#### Compiti da svolgere
1 - Riporta tutte le frasi del brano su Alessia Capasso che contengono il nome "Alessia".
2 - Cita alla lettera il passo del brano su Alessia Capasso che va da "Alessia Capasso è" a "la sua esperienza.".
3 - Prosegui il brano su Alessia Capasso a partire dal punto in cui si ferma.

== Brano del documento

Alessia Capasso è una giornalista che vive e lavora a Bruxelles, con un particolare interesse alle dinamiche che agitano l’Unione Europea. Tra queste, la storia del Montenegro, che Alessia ha imparato a conoscere dopo un primo viaggio fatto per spirito di avventura. A quel primo viaggio ne sono seguiti altri, soprattutto quello che l’autrice definisce il suo primo progetto fotografico strutturato, Golden Odyssey, vincitore della sezione “Reportage” del Premio Nazionale Musa per Fotografe e del Premio FOTO Cult 2024, assegnato dalla nostra redazione nell’ambito dello stesso concorso. Abbiamo intervistato Alessia Capasso per farci raccontare il suo progetto e la sua esperienza.
Com’è nato Golden Odyssey?

====
== Materiale di partenza

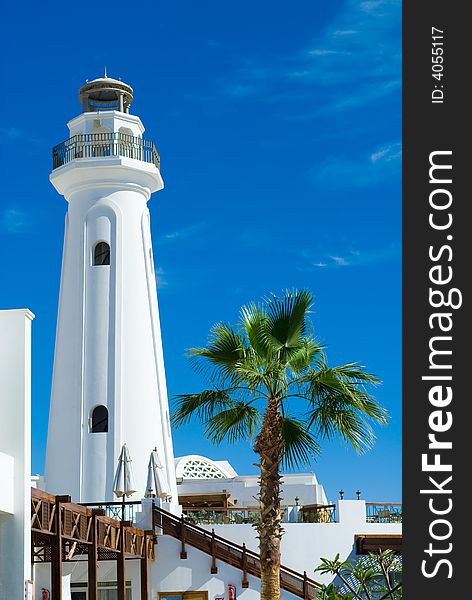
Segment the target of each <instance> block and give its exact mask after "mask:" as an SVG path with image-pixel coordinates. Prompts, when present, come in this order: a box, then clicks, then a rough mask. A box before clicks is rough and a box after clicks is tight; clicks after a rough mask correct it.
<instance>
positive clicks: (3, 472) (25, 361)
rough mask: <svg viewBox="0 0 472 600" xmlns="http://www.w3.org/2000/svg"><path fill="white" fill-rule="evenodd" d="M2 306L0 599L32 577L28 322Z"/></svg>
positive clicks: (29, 339) (16, 599)
mask: <svg viewBox="0 0 472 600" xmlns="http://www.w3.org/2000/svg"><path fill="white" fill-rule="evenodd" d="M33 318H34V315H33V314H32V313H31V312H30V311H29V310H27V309H18V310H1V311H0V491H1V494H0V495H1V500H0V600H6V599H8V600H20V599H22V598H24V587H25V581H26V580H28V579H30V578H31V528H30V515H31V491H30V490H31V488H30V486H31V483H30V478H31V321H32V319H33Z"/></svg>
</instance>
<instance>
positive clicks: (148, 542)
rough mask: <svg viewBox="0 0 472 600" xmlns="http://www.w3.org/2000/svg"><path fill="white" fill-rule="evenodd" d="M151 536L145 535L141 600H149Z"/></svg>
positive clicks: (143, 550)
mask: <svg viewBox="0 0 472 600" xmlns="http://www.w3.org/2000/svg"><path fill="white" fill-rule="evenodd" d="M149 543H150V541H149V536H148V534H147V533H145V534H144V548H143V556H142V557H141V560H140V563H141V565H140V567H141V600H148V597H149V596H148V544H149Z"/></svg>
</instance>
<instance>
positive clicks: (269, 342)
mask: <svg viewBox="0 0 472 600" xmlns="http://www.w3.org/2000/svg"><path fill="white" fill-rule="evenodd" d="M241 324H242V326H243V328H244V331H245V333H246V336H247V338H248V341H249V345H250V347H251V349H252V350H253V351H254V353H255V354H257V355H258V356H260V357H261V358H264V359H271V358H272V347H271V343H270V341H271V340H270V336H269V334H268V320H267V314H266V311H265V308H264V307H263V306H261V305H258V304H255V303H251V304H248V305H246V306H243V307H242V308H241Z"/></svg>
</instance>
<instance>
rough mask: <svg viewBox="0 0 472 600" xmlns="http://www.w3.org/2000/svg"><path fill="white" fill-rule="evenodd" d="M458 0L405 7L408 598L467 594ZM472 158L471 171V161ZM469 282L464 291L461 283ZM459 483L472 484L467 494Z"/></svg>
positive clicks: (404, 570)
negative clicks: (467, 284) (456, 1)
mask: <svg viewBox="0 0 472 600" xmlns="http://www.w3.org/2000/svg"><path fill="white" fill-rule="evenodd" d="M468 9H469V5H468V4H467V3H465V2H451V1H449V2H445V1H443V2H439V1H437V0H432V1H431V0H430V1H428V2H419V1H416V2H415V1H414V0H405V1H404V4H403V90H404V91H403V94H404V95H403V148H404V153H403V253H404V254H403V323H404V324H403V357H404V358H403V445H404V480H403V484H404V490H403V496H404V519H403V528H404V529H403V536H404V544H403V549H404V550H403V554H404V569H403V571H404V572H403V578H404V586H405V587H404V597H405V598H406V599H407V600H417V599H418V600H419V599H421V600H422V599H428V600H435V599H438V600H439V599H441V600H443V599H444V598H472V591H471V589H472V588H471V585H470V578H471V577H472V563H471V561H470V551H469V547H470V543H468V542H469V540H472V510H471V509H472V493H471V492H470V491H469V490H470V485H468V484H469V482H471V481H472V469H471V467H470V464H471V455H472V422H471V411H470V405H471V404H472V384H471V380H469V379H468V376H469V374H470V375H472V335H471V334H472V324H471V321H472V319H471V313H470V300H469V297H470V296H469V293H468V289H466V286H467V284H468V281H469V280H470V279H471V277H472V269H471V266H470V263H471V254H472V253H471V249H470V248H471V245H472V230H471V229H470V223H471V219H472V217H471V216H470V214H471V213H472V210H471V209H472V190H471V189H470V188H471V185H472V184H471V181H472V152H471V150H470V149H469V147H468V146H469V144H468V140H469V138H470V135H471V131H472V127H471V119H470V111H471V106H470V104H471V103H470V100H469V98H468V96H469V94H470V92H469V91H468V90H470V88H471V81H472V80H471V72H472V68H471V57H472V51H471V48H470V39H471V38H472V32H471V25H470V20H469V19H468V18H467V16H466V13H468V12H469V10H468ZM469 163H470V164H469ZM468 287H470V286H468ZM466 488H469V490H468V489H466Z"/></svg>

====

#### Risposte per punto
1 -
- Alessia Capasso è una giornalista che vive e lavora a Bruxelles, con un particolare interesse alle dinamiche che agitano l’Unione Europea.
- Tra queste, la storia del Montenegro, che Alessia ha imparato a conoscere dopo un primo viaggio fatto per spirito di avventura.
- Abbiamo intervistato Alessia Capasso per farci raccontare il suo progetto e la sua esperienza.

2 -
Alessia Capasso è una giornalista che vive e lavora a Bruxelles, con un particolare interesse alle dinamiche che agitano l’Unione Europea. Tra queste, la storia del Montenegro, che Alessia ha imparato a conoscere dopo un primo viaggio fatto per spirito di avventura. A quel primo viaggio ne sono seguiti altri, soprattutto quello che l’autrice definisce il suo primo progetto fotografico strutturato, Golden Odyssey, vincitore della sezione “Reportage” del Premio Nazionale Musa per Fotografe e del Premio FOTO Cult 2024, assegnato dalla nostra redazione nell’ambito dello stesso concorso. Abbiamo intervistato Alessia Capasso per farci raccontare il suo progetto e la sua esperienza.

3 -
Golden Odyssey è nato nel 2016 dall’idea di fare un viaggio da sola. Volevo una meta che mi permettesse di fare un’avventura e dopo aver parlato con un po’ di persone che conoscevano il Montenegro sono arrivata alla conclusione che quella poteva essere la mia destinazione. Con spirito giornalistico iniziai, così, a documentarmi sul Paese e sulla sua cultura. Casualità volle che nel 2016 si festeggiasse il decimo anniversario dell’indipendenza della Repubblica del Montenegro dalla Serbia.
Sei partita già con l’intento di fotografare?
Sì, l’idea di raccontare fotograficamente il mio viaggio è stata una mia intenzione fin dall’inizio. Non immaginavo, però, che ne sarebbe nato un progetto strutturato, per il quale sono tornata nel Montenegro altre tre volte: a gennaio e a maggio del 2018 e poi nel 2023. Di volta in volta, dalle mie fotografie emergeva una sorta di affresco di un Paese che entro il 2025, sarebbe dovuto entrare nell’Unione Europea, data poi rimandata al 2030.
Quindi il tuo lavoro, che doveva essere una documentazione del viaggio, cos’è diventato?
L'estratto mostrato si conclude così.